Select every line of the data below that contains the string "rubber", and copy each one.

(Records of labeled points)
[Start]
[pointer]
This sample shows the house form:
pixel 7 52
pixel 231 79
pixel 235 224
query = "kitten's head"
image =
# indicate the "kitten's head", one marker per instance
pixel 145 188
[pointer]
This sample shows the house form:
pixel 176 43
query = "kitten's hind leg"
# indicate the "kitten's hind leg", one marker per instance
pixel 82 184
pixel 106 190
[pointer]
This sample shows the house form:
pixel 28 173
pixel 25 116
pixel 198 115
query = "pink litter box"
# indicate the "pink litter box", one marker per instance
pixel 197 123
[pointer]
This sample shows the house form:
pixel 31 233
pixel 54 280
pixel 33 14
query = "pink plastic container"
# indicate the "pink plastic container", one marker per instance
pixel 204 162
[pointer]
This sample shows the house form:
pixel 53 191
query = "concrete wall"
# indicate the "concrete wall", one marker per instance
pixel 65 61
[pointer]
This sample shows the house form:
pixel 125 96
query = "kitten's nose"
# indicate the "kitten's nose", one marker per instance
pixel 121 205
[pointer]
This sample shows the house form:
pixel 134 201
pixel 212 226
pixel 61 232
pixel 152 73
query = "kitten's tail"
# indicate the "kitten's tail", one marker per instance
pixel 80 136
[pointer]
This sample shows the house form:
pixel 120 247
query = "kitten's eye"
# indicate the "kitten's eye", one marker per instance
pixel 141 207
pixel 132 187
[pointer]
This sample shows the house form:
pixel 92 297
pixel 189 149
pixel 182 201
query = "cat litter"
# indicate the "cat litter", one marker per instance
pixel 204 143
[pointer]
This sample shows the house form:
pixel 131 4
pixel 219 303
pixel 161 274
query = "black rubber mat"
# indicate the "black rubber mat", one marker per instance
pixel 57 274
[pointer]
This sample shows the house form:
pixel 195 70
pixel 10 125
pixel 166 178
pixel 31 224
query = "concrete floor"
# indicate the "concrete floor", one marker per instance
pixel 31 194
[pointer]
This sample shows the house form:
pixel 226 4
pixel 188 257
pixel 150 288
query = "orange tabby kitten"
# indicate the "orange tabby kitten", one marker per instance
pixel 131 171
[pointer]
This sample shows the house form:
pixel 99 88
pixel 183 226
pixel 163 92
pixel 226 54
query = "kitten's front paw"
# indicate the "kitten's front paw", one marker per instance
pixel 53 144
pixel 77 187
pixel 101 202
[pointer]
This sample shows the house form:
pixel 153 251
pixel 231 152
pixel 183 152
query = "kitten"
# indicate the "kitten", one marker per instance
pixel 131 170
[End]
▶ COMPLETE OUTPUT
query = "black rubber mat"
# indicate the "black rubber mat", one marker per instance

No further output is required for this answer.